TASK DIRECTIONS
Turn the records below, starting at the line containing "Can you see the man's" and ending at the last line of the records, into a Markdown table with the columns "Number" and "Entry", one row per line with its row number, skipping blank lines.

EXERCISE MATERIALS
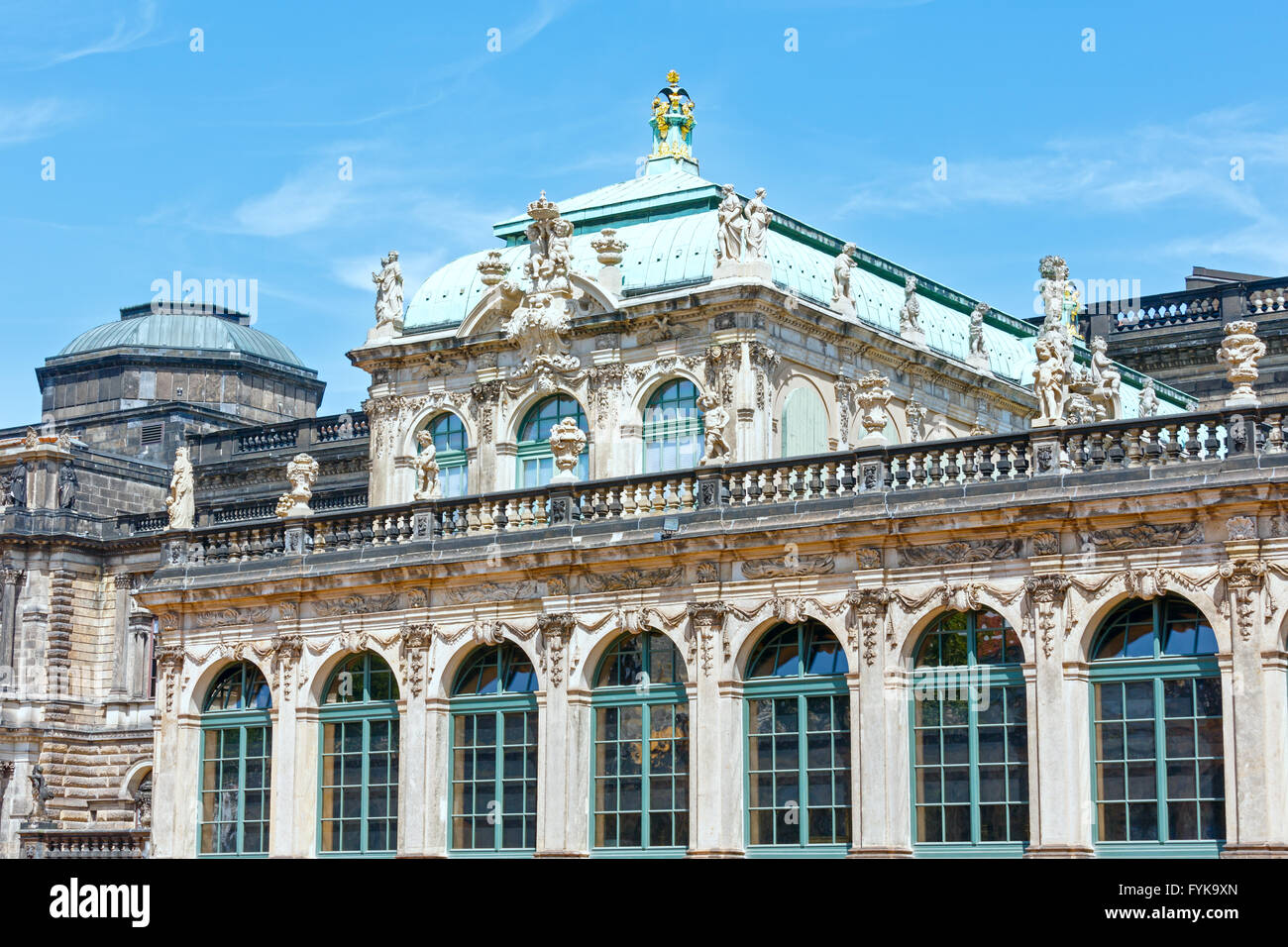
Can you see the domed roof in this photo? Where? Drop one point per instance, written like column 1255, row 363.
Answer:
column 174, row 330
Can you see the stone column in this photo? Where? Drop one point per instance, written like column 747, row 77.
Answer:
column 1249, row 757
column 12, row 579
column 715, row 736
column 561, row 723
column 876, row 815
column 1055, row 792
column 124, row 582
column 417, row 806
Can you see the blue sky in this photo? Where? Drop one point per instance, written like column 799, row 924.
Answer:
column 223, row 163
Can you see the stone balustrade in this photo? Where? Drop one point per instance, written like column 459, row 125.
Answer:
column 1137, row 446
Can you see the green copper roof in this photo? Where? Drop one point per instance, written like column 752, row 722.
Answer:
column 668, row 221
column 181, row 331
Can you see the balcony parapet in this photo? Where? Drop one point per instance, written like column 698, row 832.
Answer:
column 1138, row 447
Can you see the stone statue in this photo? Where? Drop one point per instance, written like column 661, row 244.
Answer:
column 67, row 484
column 1106, row 380
column 732, row 223
column 1239, row 354
column 40, row 793
column 758, row 226
column 567, row 442
column 1048, row 385
column 978, row 351
column 180, row 504
column 842, row 295
column 387, row 291
column 1147, row 401
column 301, row 474
column 915, row 414
column 426, row 468
column 16, row 486
column 715, row 419
column 542, row 315
column 910, row 316
column 874, row 394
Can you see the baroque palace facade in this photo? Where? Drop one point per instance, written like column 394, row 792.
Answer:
column 678, row 527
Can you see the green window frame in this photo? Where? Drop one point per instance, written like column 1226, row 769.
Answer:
column 640, row 749
column 797, row 716
column 359, row 759
column 1157, row 732
column 492, row 787
column 969, row 738
column 673, row 428
column 536, row 464
column 451, row 446
column 235, row 781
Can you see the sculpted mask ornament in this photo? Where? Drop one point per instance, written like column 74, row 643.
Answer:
column 426, row 468
column 389, row 295
column 544, row 315
column 715, row 419
column 1239, row 354
column 567, row 442
column 872, row 394
column 842, row 295
column 301, row 474
column 180, row 505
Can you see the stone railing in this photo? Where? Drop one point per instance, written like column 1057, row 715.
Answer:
column 55, row 843
column 303, row 434
column 1222, row 303
column 1131, row 447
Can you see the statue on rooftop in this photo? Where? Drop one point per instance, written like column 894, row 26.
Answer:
column 715, row 419
column 910, row 316
column 1106, row 380
column 1048, row 384
column 426, row 468
column 842, row 295
column 387, row 292
column 730, row 227
column 180, row 504
column 1147, row 399
column 758, row 224
column 301, row 472
column 978, row 350
column 67, row 484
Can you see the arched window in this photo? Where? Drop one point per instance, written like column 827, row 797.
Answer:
column 673, row 428
column 360, row 758
column 642, row 746
column 799, row 741
column 493, row 787
column 236, row 763
column 536, row 462
column 450, row 446
column 804, row 424
column 1157, row 729
column 970, row 738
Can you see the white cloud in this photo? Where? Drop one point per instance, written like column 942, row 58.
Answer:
column 31, row 120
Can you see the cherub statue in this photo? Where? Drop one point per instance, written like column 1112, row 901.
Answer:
column 426, row 468
column 715, row 419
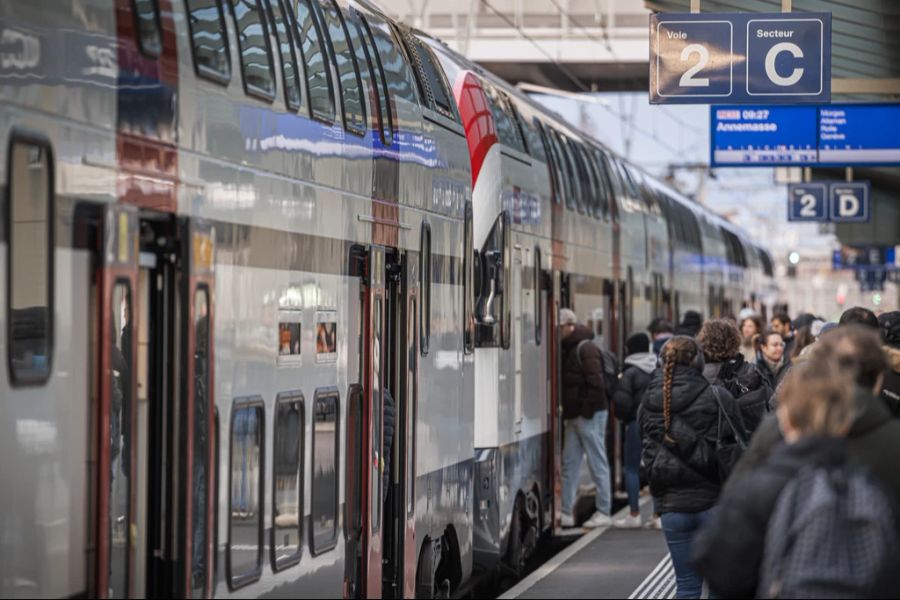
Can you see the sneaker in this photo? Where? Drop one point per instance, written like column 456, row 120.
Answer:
column 598, row 520
column 628, row 522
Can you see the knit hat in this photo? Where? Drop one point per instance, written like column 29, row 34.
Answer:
column 638, row 342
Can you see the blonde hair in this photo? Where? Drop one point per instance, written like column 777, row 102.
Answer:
column 818, row 398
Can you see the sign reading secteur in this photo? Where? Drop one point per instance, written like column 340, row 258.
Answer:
column 740, row 58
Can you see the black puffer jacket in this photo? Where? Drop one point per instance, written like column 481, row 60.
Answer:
column 748, row 386
column 584, row 389
column 728, row 551
column 684, row 472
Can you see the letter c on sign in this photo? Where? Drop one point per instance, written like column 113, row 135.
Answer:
column 772, row 55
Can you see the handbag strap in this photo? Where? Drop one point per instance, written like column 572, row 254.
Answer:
column 738, row 435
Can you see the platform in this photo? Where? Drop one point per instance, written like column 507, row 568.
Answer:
column 606, row 563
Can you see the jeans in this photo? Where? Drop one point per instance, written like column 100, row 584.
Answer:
column 632, row 464
column 680, row 529
column 586, row 437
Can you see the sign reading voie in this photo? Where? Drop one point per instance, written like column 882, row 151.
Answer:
column 740, row 58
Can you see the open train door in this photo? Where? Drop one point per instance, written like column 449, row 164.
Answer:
column 113, row 392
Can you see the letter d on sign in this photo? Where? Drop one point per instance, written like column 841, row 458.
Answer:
column 848, row 205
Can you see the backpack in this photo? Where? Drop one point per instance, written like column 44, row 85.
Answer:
column 610, row 366
column 833, row 534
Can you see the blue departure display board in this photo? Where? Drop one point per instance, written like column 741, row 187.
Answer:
column 836, row 134
column 769, row 135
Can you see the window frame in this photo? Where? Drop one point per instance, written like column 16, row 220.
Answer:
column 292, row 559
column 320, row 393
column 203, row 71
column 40, row 141
column 241, row 580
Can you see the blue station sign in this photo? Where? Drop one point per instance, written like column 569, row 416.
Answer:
column 740, row 58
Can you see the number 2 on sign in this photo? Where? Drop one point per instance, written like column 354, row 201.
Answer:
column 688, row 79
column 809, row 205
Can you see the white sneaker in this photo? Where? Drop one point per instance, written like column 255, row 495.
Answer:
column 598, row 520
column 629, row 521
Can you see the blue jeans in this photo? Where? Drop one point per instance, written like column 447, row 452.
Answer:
column 586, row 437
column 680, row 529
column 632, row 465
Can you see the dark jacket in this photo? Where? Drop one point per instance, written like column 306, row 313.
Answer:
column 774, row 378
column 635, row 379
column 873, row 441
column 683, row 470
column 746, row 384
column 584, row 389
column 728, row 550
column 890, row 390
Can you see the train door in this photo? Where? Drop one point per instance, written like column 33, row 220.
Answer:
column 383, row 516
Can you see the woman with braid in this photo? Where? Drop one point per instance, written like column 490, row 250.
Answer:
column 689, row 446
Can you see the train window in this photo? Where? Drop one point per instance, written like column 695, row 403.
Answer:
column 200, row 470
column 431, row 77
column 507, row 131
column 245, row 500
column 318, row 73
column 146, row 15
column 325, row 462
column 425, row 272
column 29, row 265
column 287, row 480
column 281, row 19
column 349, row 83
column 366, row 55
column 468, row 282
column 396, row 68
column 209, row 41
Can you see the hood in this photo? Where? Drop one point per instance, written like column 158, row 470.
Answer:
column 871, row 413
column 645, row 361
column 893, row 357
column 687, row 385
column 581, row 332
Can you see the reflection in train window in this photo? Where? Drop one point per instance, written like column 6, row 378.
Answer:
column 245, row 505
column 147, row 18
column 29, row 261
column 208, row 39
column 253, row 42
column 200, row 471
column 281, row 20
column 325, row 461
column 318, row 73
column 287, row 483
column 350, row 85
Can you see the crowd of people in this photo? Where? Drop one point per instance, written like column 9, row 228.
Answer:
column 770, row 451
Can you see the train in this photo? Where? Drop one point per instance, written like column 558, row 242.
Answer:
column 280, row 283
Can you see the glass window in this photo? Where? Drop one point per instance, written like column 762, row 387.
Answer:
column 318, row 73
column 378, row 77
column 287, row 482
column 281, row 20
column 349, row 83
column 325, row 471
column 245, row 500
column 146, row 15
column 253, row 42
column 208, row 39
column 200, row 472
column 425, row 270
column 30, row 262
column 396, row 68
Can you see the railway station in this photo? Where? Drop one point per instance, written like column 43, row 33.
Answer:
column 407, row 299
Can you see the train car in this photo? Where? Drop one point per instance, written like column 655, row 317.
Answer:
column 241, row 242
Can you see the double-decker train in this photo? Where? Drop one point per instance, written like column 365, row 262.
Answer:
column 243, row 241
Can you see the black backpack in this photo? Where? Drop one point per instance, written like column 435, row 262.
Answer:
column 610, row 366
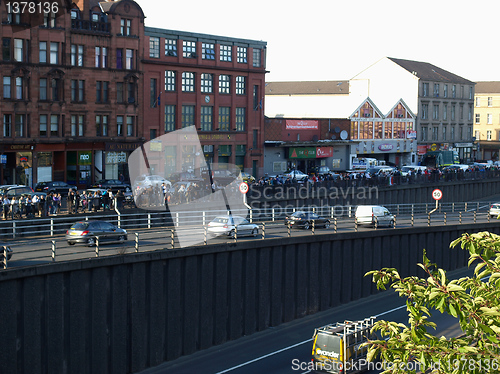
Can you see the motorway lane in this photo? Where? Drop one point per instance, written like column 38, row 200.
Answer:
column 274, row 350
column 35, row 251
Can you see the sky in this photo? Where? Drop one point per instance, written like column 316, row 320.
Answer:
column 320, row 40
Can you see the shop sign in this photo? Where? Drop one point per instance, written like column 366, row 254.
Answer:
column 385, row 147
column 116, row 157
column 324, row 152
column 303, row 152
column 411, row 134
column 85, row 158
column 301, row 125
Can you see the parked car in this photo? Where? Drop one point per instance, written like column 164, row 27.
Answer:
column 374, row 214
column 494, row 210
column 113, row 184
column 55, row 187
column 306, row 220
column 297, row 174
column 232, row 226
column 14, row 190
column 248, row 178
column 86, row 232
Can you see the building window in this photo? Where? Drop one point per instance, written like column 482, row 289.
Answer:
column 153, row 97
column 19, row 88
column 187, row 82
column 171, row 47
column 436, row 89
column 7, row 125
column 125, row 26
column 435, row 112
column 240, row 119
column 425, row 111
column 77, row 125
column 54, row 53
column 130, row 126
column 154, row 47
column 76, row 55
column 129, row 62
column 7, row 89
column 19, row 126
column 43, row 88
column 42, row 54
column 224, row 84
column 170, row 80
column 187, row 115
column 54, row 125
column 101, row 125
column 225, row 53
column 256, row 58
column 169, row 118
column 119, row 58
column 119, row 125
column 207, row 82
column 425, row 89
column 101, row 57
column 77, row 90
column 240, row 85
column 241, row 55
column 43, row 125
column 224, row 118
column 102, row 92
column 207, row 51
column 18, row 50
column 206, row 119
column 188, row 49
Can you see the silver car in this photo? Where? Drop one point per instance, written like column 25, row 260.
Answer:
column 494, row 210
column 232, row 226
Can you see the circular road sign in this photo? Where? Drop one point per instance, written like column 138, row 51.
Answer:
column 243, row 187
column 437, row 194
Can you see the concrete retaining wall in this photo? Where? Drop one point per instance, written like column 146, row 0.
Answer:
column 122, row 314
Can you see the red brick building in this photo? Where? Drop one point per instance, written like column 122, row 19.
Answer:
column 71, row 82
column 213, row 83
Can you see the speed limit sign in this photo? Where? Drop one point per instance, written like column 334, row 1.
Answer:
column 437, row 194
column 243, row 187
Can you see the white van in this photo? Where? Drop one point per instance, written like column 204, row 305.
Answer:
column 374, row 214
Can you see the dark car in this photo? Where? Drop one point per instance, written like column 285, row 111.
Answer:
column 86, row 232
column 55, row 187
column 13, row 190
column 113, row 184
column 305, row 220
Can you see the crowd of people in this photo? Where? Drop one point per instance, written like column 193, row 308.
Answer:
column 52, row 204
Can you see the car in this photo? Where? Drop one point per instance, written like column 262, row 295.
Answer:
column 232, row 226
column 55, row 187
column 373, row 215
column 113, row 184
column 14, row 190
column 86, row 232
column 494, row 210
column 306, row 220
column 297, row 174
column 246, row 177
column 145, row 181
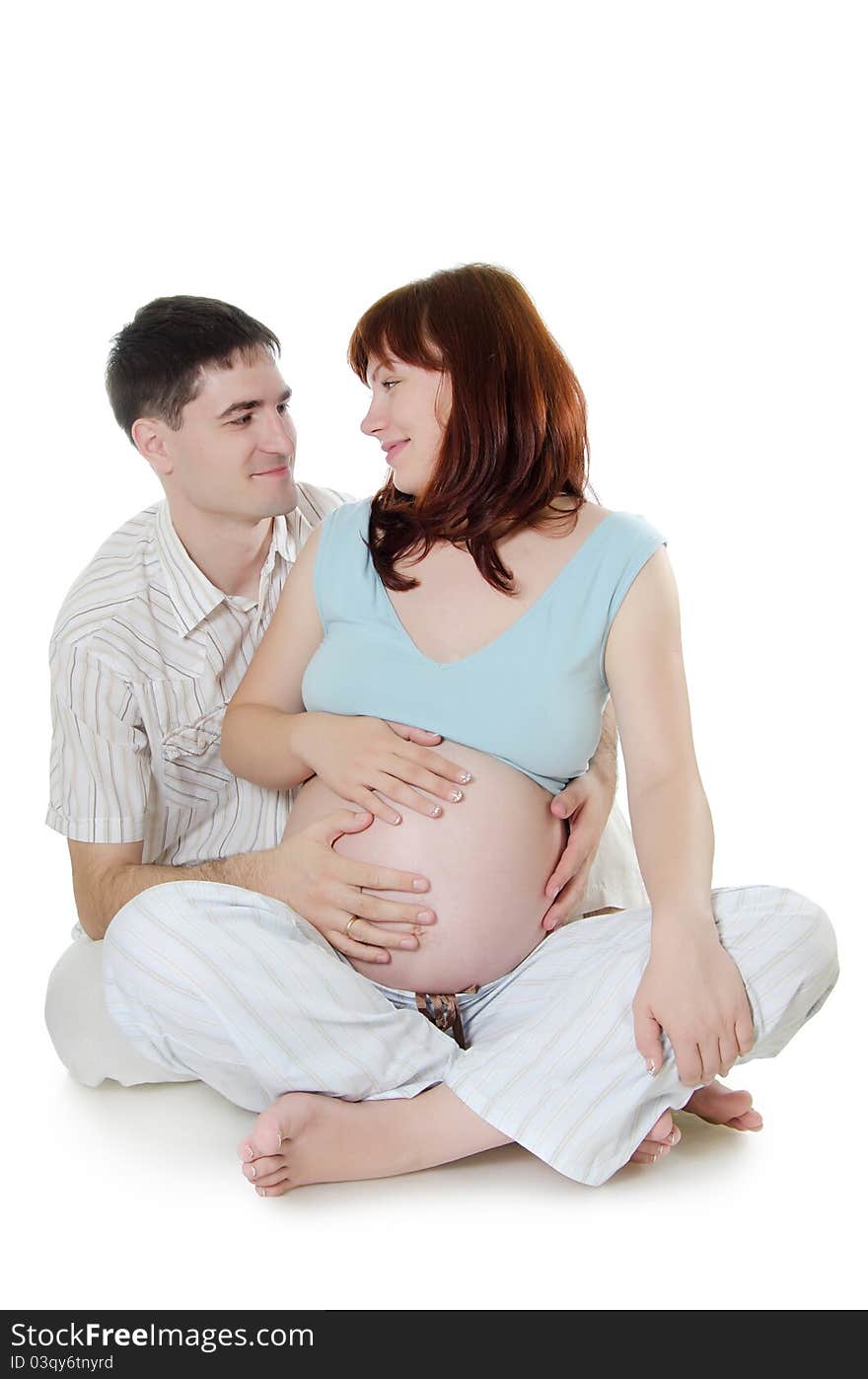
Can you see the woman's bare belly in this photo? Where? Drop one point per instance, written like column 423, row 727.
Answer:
column 487, row 859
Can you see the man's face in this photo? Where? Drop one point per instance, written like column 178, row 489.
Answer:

IN RESPONSE
| Number | Entry |
|---|---|
| 1 | Can you see the man's face in this photo? Where? Drop one point per instance, written like column 178, row 489. |
| 2 | Answer: |